▸ Work to be completed: The records that follow are to be repeated exactly, without any pictures.

Stored data entries:
——
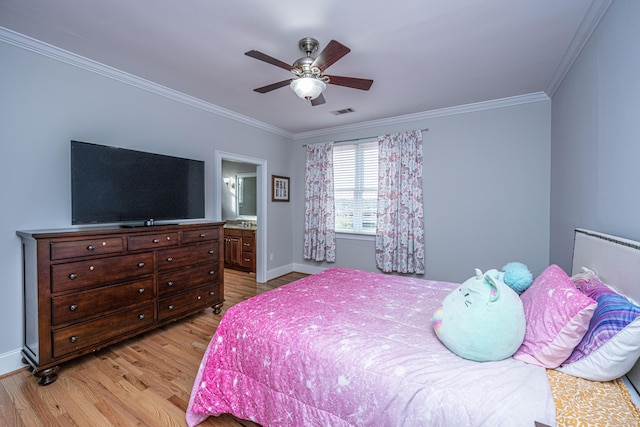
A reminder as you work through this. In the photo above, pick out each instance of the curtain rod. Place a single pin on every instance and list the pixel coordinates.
(363, 138)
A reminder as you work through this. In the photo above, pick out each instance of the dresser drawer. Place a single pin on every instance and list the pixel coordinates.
(192, 236)
(85, 274)
(93, 303)
(92, 333)
(182, 280)
(188, 302)
(89, 247)
(151, 241)
(185, 256)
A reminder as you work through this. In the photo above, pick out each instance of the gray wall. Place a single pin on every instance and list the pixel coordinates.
(486, 192)
(44, 103)
(595, 138)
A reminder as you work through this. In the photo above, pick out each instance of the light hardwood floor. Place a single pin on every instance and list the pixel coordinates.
(144, 381)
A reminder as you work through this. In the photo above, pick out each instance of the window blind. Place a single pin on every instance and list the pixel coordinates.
(355, 174)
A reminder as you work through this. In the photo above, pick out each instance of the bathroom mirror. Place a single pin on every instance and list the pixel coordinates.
(246, 195)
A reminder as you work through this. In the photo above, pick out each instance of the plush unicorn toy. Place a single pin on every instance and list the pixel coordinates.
(482, 320)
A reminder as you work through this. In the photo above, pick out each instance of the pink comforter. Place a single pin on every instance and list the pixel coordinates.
(351, 348)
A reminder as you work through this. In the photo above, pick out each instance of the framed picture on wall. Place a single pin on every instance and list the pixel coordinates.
(279, 188)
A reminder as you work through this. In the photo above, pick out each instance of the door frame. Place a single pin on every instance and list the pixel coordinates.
(261, 202)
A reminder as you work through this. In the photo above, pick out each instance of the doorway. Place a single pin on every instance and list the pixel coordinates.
(261, 203)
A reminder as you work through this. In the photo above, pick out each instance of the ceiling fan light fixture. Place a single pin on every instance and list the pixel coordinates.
(308, 87)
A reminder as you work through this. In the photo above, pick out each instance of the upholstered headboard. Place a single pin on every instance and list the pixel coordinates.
(617, 263)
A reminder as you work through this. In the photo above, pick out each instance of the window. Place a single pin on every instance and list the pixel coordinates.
(355, 175)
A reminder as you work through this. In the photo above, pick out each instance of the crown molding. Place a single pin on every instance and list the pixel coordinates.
(594, 15)
(33, 45)
(449, 111)
(28, 43)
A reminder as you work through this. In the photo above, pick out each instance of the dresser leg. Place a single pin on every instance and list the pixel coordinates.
(46, 376)
(217, 309)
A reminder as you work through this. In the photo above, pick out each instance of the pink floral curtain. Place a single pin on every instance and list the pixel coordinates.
(319, 225)
(400, 224)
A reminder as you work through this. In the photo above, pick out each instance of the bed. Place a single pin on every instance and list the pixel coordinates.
(352, 348)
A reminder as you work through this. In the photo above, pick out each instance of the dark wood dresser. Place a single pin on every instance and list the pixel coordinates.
(90, 288)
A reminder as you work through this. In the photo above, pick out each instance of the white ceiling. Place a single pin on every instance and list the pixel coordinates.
(423, 55)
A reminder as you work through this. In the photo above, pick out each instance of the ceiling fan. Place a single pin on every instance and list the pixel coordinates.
(311, 80)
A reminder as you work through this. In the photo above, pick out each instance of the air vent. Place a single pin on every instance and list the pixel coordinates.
(345, 111)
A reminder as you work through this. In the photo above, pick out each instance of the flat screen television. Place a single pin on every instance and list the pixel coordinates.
(118, 185)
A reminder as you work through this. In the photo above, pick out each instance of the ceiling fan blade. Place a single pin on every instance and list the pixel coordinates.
(272, 86)
(352, 82)
(318, 101)
(330, 54)
(269, 59)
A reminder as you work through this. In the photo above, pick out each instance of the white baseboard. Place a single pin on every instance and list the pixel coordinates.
(11, 362)
(289, 268)
(308, 269)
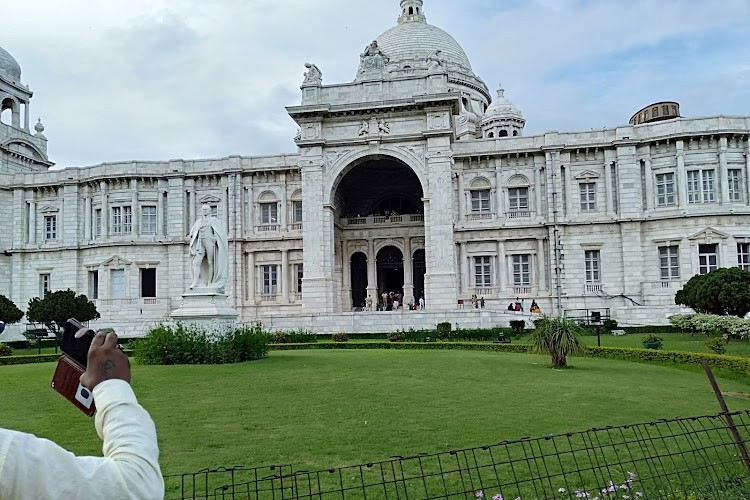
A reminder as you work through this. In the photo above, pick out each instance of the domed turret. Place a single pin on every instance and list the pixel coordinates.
(502, 118)
(9, 67)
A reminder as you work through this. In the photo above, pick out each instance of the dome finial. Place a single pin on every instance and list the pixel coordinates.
(411, 12)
——
▸ Written answer:
A reminder as you work through this. In the photo above, pick out each instance of the curtain rod. Place a single pin on every instance and list the pixel coordinates.
(363, 138)
A reminder as you work through this. In the photo above, pick out each instance of the dresser drawer. Place a single pin on every instance and list the pixel coordinates.
(192, 236)
(85, 274)
(93, 303)
(92, 333)
(182, 280)
(188, 302)
(89, 247)
(151, 241)
(185, 256)
A reminder as you work through this. In the photo above, pick out each instance of the gray wall. Place a single pin on every instance and list the pixel coordinates.
(486, 192)
(44, 103)
(595, 138)
A reminder as you work through this. In the photo above, pick out each instance of the light hardwood floor. Place a single pin on every instance and list the pixel coordinates.
(144, 381)
A reminder as you work through this. In the photo above, pick out each instance of the window blind. Place a single pin on every instance and list the pixel coordinates.
(355, 174)
A reminder as you work through this. In the photo above, pick out each instance of the bathroom mirror. Place a single pin on every instance and list the pixel coordinates.
(246, 195)
A reminder as you work through this. In the photo above, pick out each instance of the plush unicorn toy. Place a single pin on every instance and list the pixel coordinates.
(482, 320)
A reminder as you work through this. In the photo above, pick out each instance of the pink comforter. Place a single pin on every instance and list the pixel coordinates.
(351, 348)
A reminder as you work through this. In the photo above, pick out each instance of the framed picture on wall. Place a single pin on every instance and list the pixel coordinates.
(279, 188)
A reminder as you work through this. In the photo above, pick out each instance of the door frame. Place a single pin on every instance and list the pixel coordinates.
(261, 202)
A reminder as you work through this. In the photo above, pick out each instance of the doorway. Place a single pin on every instance and list the pixel coordinates.
(261, 203)
A reminder as you work through this. In the photo above, pick out each instance of the ceiling fan light fixture. Place a single pin on every instance and list the pixel coordinates.
(308, 87)
A reminder as you work through this. In the photo above, pick out each instance of the upholstered headboard. Place a single pin on every instance and list the pixel coordinates.
(617, 263)
A reminder as you work through this. In the photo above, pick out each instance of the window. Place a single pin on every instance and list the pixel coordinates.
(355, 175)
A reminder as you work through this. In the photo above, pick out each instance of the crown molding. Place a single pin on every instance and list the pixel coordinates.
(594, 15)
(33, 45)
(449, 111)
(28, 43)
A reminder as you work through this. In the photo above, pick out each instance of the dresser leg. Place a single pin on every instance and list the pixel coordinates.
(46, 376)
(217, 309)
A reminder as you work through this. In the photo above, pick out each instance of the pink floral curtain. Place a single pin on every instance and list the pixel coordinates.
(319, 225)
(400, 224)
A reminder as you work through this. In the photo above, pick out each instance of the bed. Place a single pin on every instance and list the pixel coordinates.
(352, 348)
A reminder as you work through this. In the photo above, pick out each instance of the dark wood dresser. Place a single pin on every instance and list the pixel coordinates.
(90, 288)
A reminder as you work through this. In the photo above, pick out each instance of the white ceiling. Place a single pin on every instance and list the pixel coordinates.
(423, 55)
A reminder as you work through this. In the photo above, pick out each instance of the ceiling fan. Place a single pin on every instance and list the pixel coordinates.
(311, 80)
A reminder as you work through this. In the photo above, pick out each instance of the air vent. Place a single pin on every instance and list the pixel coordinates.
(345, 111)
A reminder as you work through this. In the photo above, pick out each instance of the flat screen television. Place a single pin on every instance and list the pixel coordinates.
(118, 185)
A reminder as you work through this. In the photo above, pick out each instance of the ceiling fan blade. Place a single pin on every instance and list the pixel coordinates.
(272, 86)
(352, 82)
(318, 101)
(330, 54)
(269, 59)
A reminder as you work through this. In the photo above, pick out each instance of the white baseboard. Place a single pin on every instance and list the pixel coordinates.
(11, 362)
(289, 268)
(308, 269)
A reminder as you work through this. In the photo above, pick out each instance of the domed turret. Place a single pin on every instance and list the pixel coordinates.
(502, 118)
(9, 67)
A reminder as you work through this. In the photo above, pick out each instance of the dome finial. Place a single pin on every instance and list the pixel coordinates.
(411, 12)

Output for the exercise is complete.